● Task brief
All of the data needs to be reproduced with no alterations.

● Information shown
= = =

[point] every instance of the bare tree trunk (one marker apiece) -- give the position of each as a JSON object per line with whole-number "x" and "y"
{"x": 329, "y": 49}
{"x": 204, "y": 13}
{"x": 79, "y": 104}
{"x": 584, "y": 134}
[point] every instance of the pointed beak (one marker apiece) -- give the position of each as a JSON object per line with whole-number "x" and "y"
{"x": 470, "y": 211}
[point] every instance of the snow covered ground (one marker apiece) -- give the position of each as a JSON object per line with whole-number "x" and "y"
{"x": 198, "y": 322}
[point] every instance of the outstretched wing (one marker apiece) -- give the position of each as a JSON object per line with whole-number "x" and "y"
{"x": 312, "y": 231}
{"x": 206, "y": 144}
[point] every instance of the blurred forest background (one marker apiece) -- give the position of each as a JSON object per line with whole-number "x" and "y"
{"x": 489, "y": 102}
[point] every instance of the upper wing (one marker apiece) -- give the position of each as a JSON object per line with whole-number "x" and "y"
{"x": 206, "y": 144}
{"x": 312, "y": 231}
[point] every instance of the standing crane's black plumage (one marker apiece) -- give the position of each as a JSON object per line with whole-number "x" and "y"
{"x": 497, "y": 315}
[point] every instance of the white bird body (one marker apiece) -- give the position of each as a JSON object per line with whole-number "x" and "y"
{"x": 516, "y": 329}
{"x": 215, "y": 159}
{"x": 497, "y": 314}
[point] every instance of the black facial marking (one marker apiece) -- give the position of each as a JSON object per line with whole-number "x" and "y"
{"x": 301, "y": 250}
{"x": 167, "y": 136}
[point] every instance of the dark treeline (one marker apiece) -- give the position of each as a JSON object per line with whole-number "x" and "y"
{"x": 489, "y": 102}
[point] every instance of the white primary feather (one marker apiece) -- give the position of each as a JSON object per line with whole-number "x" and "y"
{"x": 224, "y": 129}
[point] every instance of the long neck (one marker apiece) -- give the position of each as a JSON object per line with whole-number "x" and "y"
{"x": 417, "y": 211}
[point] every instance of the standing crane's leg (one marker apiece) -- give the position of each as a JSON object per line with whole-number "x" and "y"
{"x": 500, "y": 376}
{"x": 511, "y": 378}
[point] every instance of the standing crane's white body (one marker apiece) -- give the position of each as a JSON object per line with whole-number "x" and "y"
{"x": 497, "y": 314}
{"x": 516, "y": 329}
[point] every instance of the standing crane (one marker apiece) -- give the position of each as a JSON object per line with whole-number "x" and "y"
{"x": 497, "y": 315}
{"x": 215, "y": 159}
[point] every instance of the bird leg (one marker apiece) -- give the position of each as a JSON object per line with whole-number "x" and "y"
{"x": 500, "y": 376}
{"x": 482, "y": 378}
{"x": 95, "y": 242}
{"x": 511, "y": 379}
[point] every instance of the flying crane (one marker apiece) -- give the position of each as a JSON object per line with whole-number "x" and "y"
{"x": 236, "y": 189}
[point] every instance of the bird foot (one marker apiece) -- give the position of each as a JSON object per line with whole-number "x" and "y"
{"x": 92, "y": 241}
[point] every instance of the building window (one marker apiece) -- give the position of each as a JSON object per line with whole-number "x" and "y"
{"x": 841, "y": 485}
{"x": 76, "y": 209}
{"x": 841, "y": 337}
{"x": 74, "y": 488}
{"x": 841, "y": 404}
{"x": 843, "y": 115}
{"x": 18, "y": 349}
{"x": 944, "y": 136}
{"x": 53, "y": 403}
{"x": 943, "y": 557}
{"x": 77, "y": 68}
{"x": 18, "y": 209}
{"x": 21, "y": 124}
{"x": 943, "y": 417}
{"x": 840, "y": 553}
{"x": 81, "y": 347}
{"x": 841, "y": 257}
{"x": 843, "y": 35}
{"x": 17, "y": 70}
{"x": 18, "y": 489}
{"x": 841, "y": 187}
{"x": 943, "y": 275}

= = =

● Finished task
[point] every instance of the bare tree trunk (one marker apiece) -- give the position of each as a JSON object per line with whole-number "x" and "y"
{"x": 329, "y": 49}
{"x": 204, "y": 13}
{"x": 79, "y": 104}
{"x": 584, "y": 134}
[point] every instance of the pointed beak (one marker apiece) -- give the position of each as a JSON object per line with whole-number "x" and "y"
{"x": 470, "y": 211}
[point] every instance of the snow covered ground (one marker apiece) -- give the position of each as a JSON object per line with whole-number "x" and "y"
{"x": 198, "y": 322}
[point] every instance of the outstretched wing (one marker apiece) -- give the position of each as a JSON object per line with whole-number "x" and "y"
{"x": 312, "y": 231}
{"x": 206, "y": 144}
[point] every instance of the blurred forest background (one marker apiece) -- give the position of each as a JSON object per line with whole-number "x" and "y"
{"x": 489, "y": 102}
[point] every instance of the upper wing (one marker apiece) -- give the position of each as a JSON object per line with whole-number "x" and "y"
{"x": 206, "y": 144}
{"x": 312, "y": 231}
[point] every instance of the standing crane's black plumage (one marker apiece) -- give the position of each as a JSON object per line with whole-number "x" and "y"
{"x": 497, "y": 315}
[point] every instance of the white bird body (one marker apiece) -- give the position of each as a JSON object per line with whole-number "x" and "y"
{"x": 516, "y": 329}
{"x": 215, "y": 159}
{"x": 497, "y": 314}
[point] every instance of the black facial marking (one marker apiece) -- give the position of each as a JSON object per line with whole-number "x" and "y"
{"x": 301, "y": 250}
{"x": 167, "y": 136}
[point] every instance of the dark treeline (one marker apiece) -- give the position of each as a JSON object per line with whole-number "x" and "y"
{"x": 489, "y": 102}
[point] every instance of the white primary feather (one marker apiece) -- give the position of each as a JSON object per line with whole-number "x" and "y"
{"x": 224, "y": 129}
[point] every instance of the long neck (one marker apiece) -- give the position of each as a JSON object per line with whole-number "x" and "y"
{"x": 417, "y": 211}
[point] every instance of the standing crane's leg (one marker apiece) -- give the position of each as a JSON object per line with whole-number "x" and "y"
{"x": 500, "y": 376}
{"x": 511, "y": 378}
[point] every instance of the standing crane's white body (one marker apiece) -- give the position of each as a JSON object per line with whole-number "x" and "y"
{"x": 497, "y": 314}
{"x": 516, "y": 329}
[point] every instance of the standing crane (one marker apiece) -- give the position of each as a JSON object per line with whole-number "x" and "y"
{"x": 497, "y": 315}
{"x": 215, "y": 159}
[point] every instance of the bird leg (one marker apiece) -- give the position of each as a JSON object per line with whole-number "x" and "y"
{"x": 500, "y": 376}
{"x": 482, "y": 378}
{"x": 95, "y": 242}
{"x": 511, "y": 379}
[point] every instance of the flying crane (one marker apiece) -- give the position of each as a JSON object per line with whole-number "x" and "y"
{"x": 236, "y": 189}
[point] every instance of the bird foot (one marker apiece) -- give the position of each as a JSON object per line with whole-number "x" and "y"
{"x": 92, "y": 241}
[point] every instance of the building window (one marker apiece) -- give the position of each as a JSON object per line with whole-number "x" and "y"
{"x": 841, "y": 485}
{"x": 76, "y": 209}
{"x": 841, "y": 337}
{"x": 74, "y": 488}
{"x": 841, "y": 404}
{"x": 843, "y": 115}
{"x": 18, "y": 349}
{"x": 944, "y": 136}
{"x": 53, "y": 403}
{"x": 943, "y": 557}
{"x": 77, "y": 68}
{"x": 18, "y": 209}
{"x": 21, "y": 124}
{"x": 943, "y": 417}
{"x": 840, "y": 553}
{"x": 81, "y": 347}
{"x": 841, "y": 257}
{"x": 843, "y": 35}
{"x": 17, "y": 70}
{"x": 18, "y": 489}
{"x": 841, "y": 187}
{"x": 943, "y": 275}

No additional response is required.